| TRECHO SELECIONADO |
José Rodrigues dos Santos, esse mesmo que escreve romances históricos com os olhos postos no abismo, como se a história não fosse senão uma grande reportagem de telejornal mal disfarçada, aparece diante de nós, não como jornalista, nem sequer como romancista, mas como sacerdote de uma liturgia funesta, alguém que parece rezar, com um fervor inquietante, pela continuidade da guerra, não por convicção geopolítica, nem por simpatia com o sofrimento dos povos, mas por uma razão mais íntima, mais televisiva, mais viral, e quem sabe mais narcísica. Sim, porque há narcisismos que se escondem atrás de fatos bem passados e perguntas com o sobrolho arqueado, perguntas que não procuram respostas, mas apenas confirmar aquilo que o perguntador deseja profundamente ouvir, que tudo continue a arder, que os corpos continuem a tombar, que as cidades sejam esventradas pela artilharia para que, finalmente, ele possa abrir o telejornal com aquele tom grave, solenemente ensaiado, e dizer «Morreram todos», como disse da outra vez, e sentir no instante em que o diz o mesmo calafrio que um actor sente ao ouvir o aplauso da plateia.

| LINHAS EXTRAÍDAS |
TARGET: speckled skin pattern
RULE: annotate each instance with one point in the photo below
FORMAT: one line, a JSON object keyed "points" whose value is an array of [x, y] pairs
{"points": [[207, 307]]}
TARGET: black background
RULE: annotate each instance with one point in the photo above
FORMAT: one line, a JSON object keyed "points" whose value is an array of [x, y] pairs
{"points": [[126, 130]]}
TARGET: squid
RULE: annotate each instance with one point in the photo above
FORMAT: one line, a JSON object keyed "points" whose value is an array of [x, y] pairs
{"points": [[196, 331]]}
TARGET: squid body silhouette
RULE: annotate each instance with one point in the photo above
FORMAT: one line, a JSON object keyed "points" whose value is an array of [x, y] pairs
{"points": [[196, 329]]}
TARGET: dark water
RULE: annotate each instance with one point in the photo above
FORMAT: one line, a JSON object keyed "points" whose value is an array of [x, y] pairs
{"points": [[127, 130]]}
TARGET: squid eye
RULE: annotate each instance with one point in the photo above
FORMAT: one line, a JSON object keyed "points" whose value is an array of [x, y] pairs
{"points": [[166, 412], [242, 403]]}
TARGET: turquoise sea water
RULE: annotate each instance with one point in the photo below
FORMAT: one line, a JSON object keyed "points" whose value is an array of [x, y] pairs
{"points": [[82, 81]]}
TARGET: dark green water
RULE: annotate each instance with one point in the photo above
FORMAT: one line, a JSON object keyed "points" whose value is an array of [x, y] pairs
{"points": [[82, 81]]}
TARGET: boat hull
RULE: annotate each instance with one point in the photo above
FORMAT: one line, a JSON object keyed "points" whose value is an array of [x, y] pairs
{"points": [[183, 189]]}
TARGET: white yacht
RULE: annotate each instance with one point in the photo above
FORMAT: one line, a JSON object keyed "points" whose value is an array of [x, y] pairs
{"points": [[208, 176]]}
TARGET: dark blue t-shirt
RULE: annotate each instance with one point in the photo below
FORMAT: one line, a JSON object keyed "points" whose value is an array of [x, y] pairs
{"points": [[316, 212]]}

| TAREFAS E EXERCÍCIOS |
[1] Pode reescrever de forma mais breve o parágrafo do trecho selecionado que começa por «José Rodrigues dos Santos, esse mesmo», mantendo os factos principais?
[2] Consegue dar seguimento ao trecho selecionado, escrevendo a parte que viria depois da sua última frase?

| RESULTADOS DAS TAREFAS |
[1] José Rodrigues dos Santos, que escreve romances históricos com os olhos postos no abismo, surge aqui não como jornalista nem como romancista, mas como sacerdote de uma liturgia funesta. Parece rezar pela continuidade da guerra, não por convicção geopolítica nem por simpatia com o sofrimento dos povos, mas por uma razão mais íntima, televisiva e talvez narcísica. Esse narcisismo esconde-se atrás de fatos bem passados e de perguntas de sobrolho arqueado, que só procuram confirmar o que ele deseja ouvir: que a destruição continue. Assim poderá abrir o telejornal em tom grave e ensaiado e dizer «Morreram todos», como da outra vez, sentindo o calafrio de um actor ao ouvir o aplauso da plateia.

[2]
Porque, não nos iludamos, ele gostou e gostou muito, não do sofrimento em si, claro, dirá ele, quem pode gostar do sofrimento, mas do eco que o sofrimento alheio lhe trouxe, da atenção, do viral, do choque necessário para manter a relevância numa era em que a verdade já não basta, em que a informação tem de ser também espectáculo, tem de ser ruído, tem de ser um murro no estômago, e se o murro for grande o suficiente talvez se tornem a ouvir as sirenes, talvez se volte a ver no écran aquela nuvem negra a subir nos céus, e ele poderá dizer de novo, com os olhos semicerrados e a voz embargada de emoção calculada, que estamos perante uma tragédia, que morreram todos, e quem sabe, no fundo do coração, desejar que voltem a morrer, porque só com a morte se faz o drama, e só com drama se abre um bom telejornal.
E outros como ele há, sem dúvida, porque a indústria da guerra não se faz só de armas e tanques e tratados secretos, também se faz de narrativas, de imagens de satélite, de estúdios e de homens sentados atrás de secretárias que fingem imparcialidade mas que, no fundo, vibram com a desgraça como quem vibra com um golo ao minuto noventa e dois, e por isso, quando Paulo Raimundo ousa dizer que a paz é uma necessidade e não uma utopia, que a guerra não é um espectáculo mas uma tragédia, José Rodrigues dos Santos ri-se por dentro, talvez até se ofenda, porque a paz não dá audiências, a paz não faz cliques, a paz não se partilha nas redes, e no mundo deles, desse jornalismo de palco, o que não se partilha não existe.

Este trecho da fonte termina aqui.